*TASK DESCRIPTION*
List every line of the items below that contains the string "Provide", matching case exactly.

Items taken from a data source
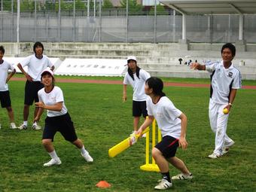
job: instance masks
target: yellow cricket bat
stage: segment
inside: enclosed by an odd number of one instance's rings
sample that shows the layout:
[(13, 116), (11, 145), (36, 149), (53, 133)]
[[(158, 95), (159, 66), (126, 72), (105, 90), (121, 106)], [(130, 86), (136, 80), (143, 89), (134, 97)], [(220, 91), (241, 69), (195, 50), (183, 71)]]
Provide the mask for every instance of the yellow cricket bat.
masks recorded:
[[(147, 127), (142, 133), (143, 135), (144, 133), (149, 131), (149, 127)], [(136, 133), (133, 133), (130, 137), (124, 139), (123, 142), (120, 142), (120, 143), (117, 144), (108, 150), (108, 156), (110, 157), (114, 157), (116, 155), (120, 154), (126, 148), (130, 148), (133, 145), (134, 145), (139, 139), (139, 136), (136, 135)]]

* * *

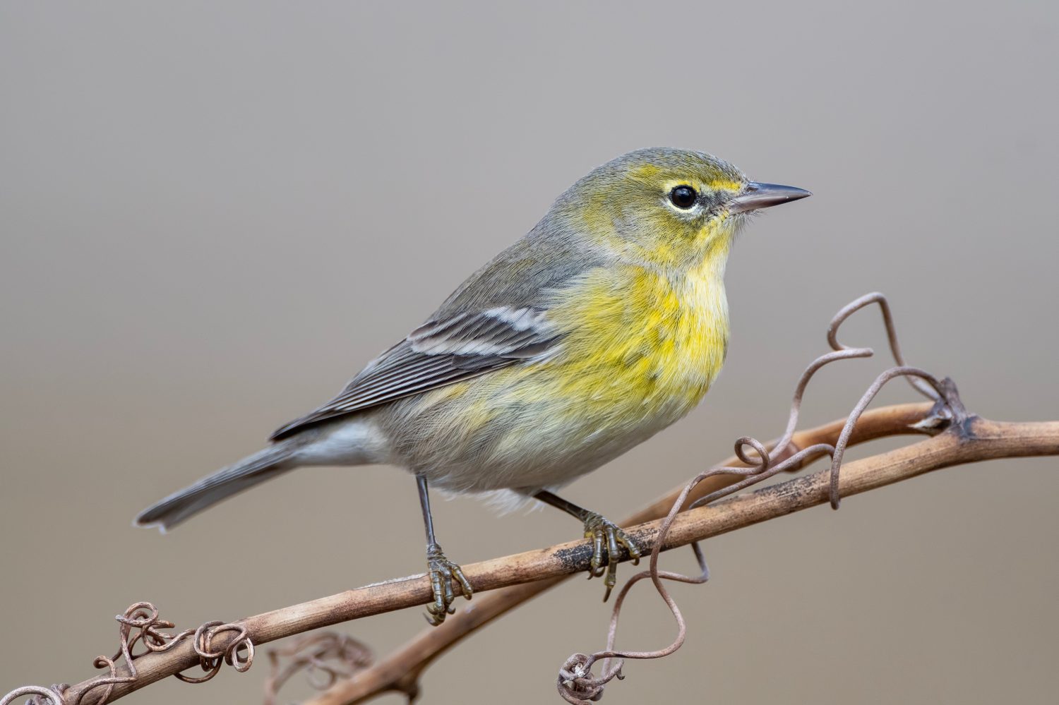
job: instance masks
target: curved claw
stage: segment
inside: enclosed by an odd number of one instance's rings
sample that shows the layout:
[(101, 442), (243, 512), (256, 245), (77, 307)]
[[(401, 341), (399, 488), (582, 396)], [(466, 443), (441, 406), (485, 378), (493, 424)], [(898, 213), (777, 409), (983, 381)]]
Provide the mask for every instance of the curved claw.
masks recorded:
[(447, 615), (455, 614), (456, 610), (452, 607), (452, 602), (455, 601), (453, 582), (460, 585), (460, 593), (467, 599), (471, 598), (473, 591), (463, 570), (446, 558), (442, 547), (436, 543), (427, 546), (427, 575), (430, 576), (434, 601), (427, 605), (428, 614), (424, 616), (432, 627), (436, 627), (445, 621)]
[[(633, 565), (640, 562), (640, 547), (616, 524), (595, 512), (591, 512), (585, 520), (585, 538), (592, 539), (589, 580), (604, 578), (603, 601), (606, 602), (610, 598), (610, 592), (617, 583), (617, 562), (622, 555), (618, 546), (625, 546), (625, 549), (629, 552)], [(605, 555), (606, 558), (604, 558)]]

==

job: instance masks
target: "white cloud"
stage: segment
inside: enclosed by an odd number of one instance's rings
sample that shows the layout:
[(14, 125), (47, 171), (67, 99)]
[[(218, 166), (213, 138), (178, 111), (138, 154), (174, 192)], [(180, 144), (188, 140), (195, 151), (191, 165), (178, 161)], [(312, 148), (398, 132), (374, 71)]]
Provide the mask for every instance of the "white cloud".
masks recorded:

*EXERCISE OUTPUT*
Provide the mask for every instance of the yellow cricket bat.
Provide the mask for every instance of the curved claw.
Provide the mask for every instance of the "white cloud".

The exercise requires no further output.